Auszug.
Leonardo hinterließ der Nachwelt über 6000 Seiten Notizbücher, Skizzen und Zeichnungen. Über sein privates Leben ist jedoch sehr wenig bekannt. Aus seinen Notizbüchern und auch aus Biographien wissen wir aber, dass Leonardo aus Tierliebe Vegetarier war, er soll sogar auf Märkten die Vögel in den Käfigen gekauft und in die Freiheit entlassen haben.
Über Liebschaften mit Frauen ist nichts bekannt, allerdings ist eine anonyme Anzeige gegen Leonardo belegt, die ihn der Sodomie, also des homosexuellen Kontaktes, bezichtigt. Hier reiht sich auch der Mythos ein, der sich um das berühmte Bild der „Mona Lisa“, entstanden in den Jahren 1503-1506, rankt. So soll der ersten Biographie Leonardos zufolge, verfasst vom berühmten Giorgio Vasari, der Schüler und Geliebte Leonardos, Salaj, das Modell gewesen sein. Das Bild ist demnach also die Darstellung eines jungen Mannes. Der Name „Mona Lisa“ könnte ein Anagramm (Umformung der Buchstaben zu einem anderen Wort) zu „Mon Salai“ (dt. „Mein Salaj“) sein. Die Tatsache, dass Leonardo sich zeitlebens nicht von diesem Porträt trennen wollte, stützt diese These!
Ein Höhepunkt im Schaffen Leonardos:
„L’Ultima Cena“ – „Das letzte Abendmahl“
Nun wollen wir uns noch kurz einem der bedeutendsten Werke Leonardos zuwenden: „Das letzte Abendmahl“. Wer die italienische Stadt Mailand schon besucht hat, hat das Gemälde wahrscheinlich schon in natura gesehen – es ist ein Highlight für alle Kunstinteressierten und eines berühmtesten Wandbilder weltweit! Es misst 8,8 mal 4,6 Meter und ziert die Stirnwand des Refektoriums (Speisesaal) des Dominikaner-Konvents von Santa Maria delle Grazie. Es entstand in den Jahren 1494 bis 1498 im Auftrag des Mailänder Herzogs Ludovico Sforza. Der Künstler malte die Szene in Tempera auf eine getrocknete Gipsplatte, in der Kunstwelt als Seccomalerei bekannt. Leider gab es schon bald Schäden durch Feuchtigkeit und Schimmelbildung. Auch in den folgenden Jahrhunderten konnte der Verfall aufgrund falscher Restaurierungen nicht aufgehalten werden.
Ein Gemälde, das berührt:
All dem zum Trotz berührt dieses detailreiche Gemälde die Betrachter in ihrem Innersten: die Körperhaltung der Jünger, die ausdrucksstarken Gesichter zeigen verschiedene Charaktere, der feine Faltenwurf der Gewänder zeugen von Leonardos großartigem Können! Eine Besonderheit begegnet uns beim Licht im Bild. Dieses kommt nicht aus dem gemalten, im Hintergrund befindlichen Fenster, sondern von schräg links – so wie das tatsächliche Licht, das durch die Fenster an der linken Wand des Raumes einfällt. Die Bildkomposition in Zentralperspektive hebt Jesus in der Mitte des Bildes hervor. Leonardos Wandbild zeigt deutlich die Entwicklung der perspektivischen Darstellung hin zu mathematisch konstruierten Systemen.

Die Aufgaben.
• a. Gib aus dem Auszug über Leonardo da Vinci die Stelle von „Ein Gemälde, das“ bis einschließlich „mathematisch konstruierten Systemen.“ unverändert wieder.
• b. Schreibe den nächsten Abschnitt des Textes über Leonardo da Vinci, der an dessen letzten Satz anschließt.

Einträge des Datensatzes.

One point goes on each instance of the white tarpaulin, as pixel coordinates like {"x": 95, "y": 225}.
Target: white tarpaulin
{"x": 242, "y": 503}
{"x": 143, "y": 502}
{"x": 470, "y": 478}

Antworten zu Aufgaben.
• a.
Ein Gemälde, das berührt:
All dem zum Trotz berührt dieses detailreiche Gemälde die Betrachter in ihrem Innersten: die Körperhaltung der Jünger, die ausdrucksstarken Gesichter zeigen verschiedene Charaktere, der feine Faltenwurf der Gewänder zeugen von Leonardos großartigem Können! Eine Besonderheit begegnet uns beim Licht im Bild. Dieses kommt nicht aus dem gemalten, im Hintergrund befindlichen Fenster, sondern von schräg links – so wie das tatsächliche Licht, das durch die Fenster an der linken Wand des Raumes einfällt. Die Bildkomposition in Zentralperspektive hebt Jesus in der Mitte des Bildes hervor. Leonardos Wandbild zeigt deutlich die Entwicklung der perspektivischen Darstellung hin zu mathematisch konstruierten Systemen.

• b.
Leonardo selbst schreibt im Codex Madrid:
„[…] ein Auge, das eine Wandmalerei betrachtet, versetzt sich immer in die Mitte des Bildes. Für sich ist die Perspektive, die eine gerade Wand bietet, falsch, wenn sie nicht der Standort des betrachtenden Auges korrigiert, indem er die Wand perspektivisch verkürzt zeigt.“
Und Johann Wolfgang von Goethe schwärmt über „Das Abendmahl“:
„… wodurch Leonardo dieses Bild hauptsächlich belebte: Es ist die Bewegung der Hände; dies konnte aber auch nur ein Italiener finden. Bei seiner Nation ist der ganze Körper geistreich, alle Glieder nehmen teil an jedem Ausdruck des Gefühls, der Leidenschaft, ja des Gedankens …“
Noch so vieles könnte über Leonardo und sein schier endloses Schaffen erzählt werden. Sein Vermächtnis begleitet uns auch heute noch! Seine Erkenntnisse in den Wissenschaften sind bis in die Gegenwart hinein von Bedeutung, viele seiner Theorien haben sich als richtig erwiesen.
Erst vor wenigen Jahren wurde in Schweden ein Brückenentwurf Leonardos mit der „Leonardo-da-Vinci-Brücke“ in Ås bei Oslo umgesetzt – und Funktionalität mit großer Schönheit vereinigt.
Autor dieses spannenden Artikels:
Meine liebe Freundin & Kunsthistorikerin
Mag. Alexandra Wagner
Quellen:
https://studyflix.de/deutsch/renaissance-epoche-4355
https://de.wikipedia.org/wiki/Leonardo_da_Vinci
https://de.wikipedia.org/wiki/Das_Abendmahl_(Leonardo_da_Vinci)
https://www.planet-wissen.de/kultur/kunst/beruehmte_kuenstler/pwieleonardodavincidasuniversalgenie100.html#:~:text=Leonardo%20da%20Vinci%20war%20Maler,Proportionsstudie%20"Der%20vitruvianische%20Mensch".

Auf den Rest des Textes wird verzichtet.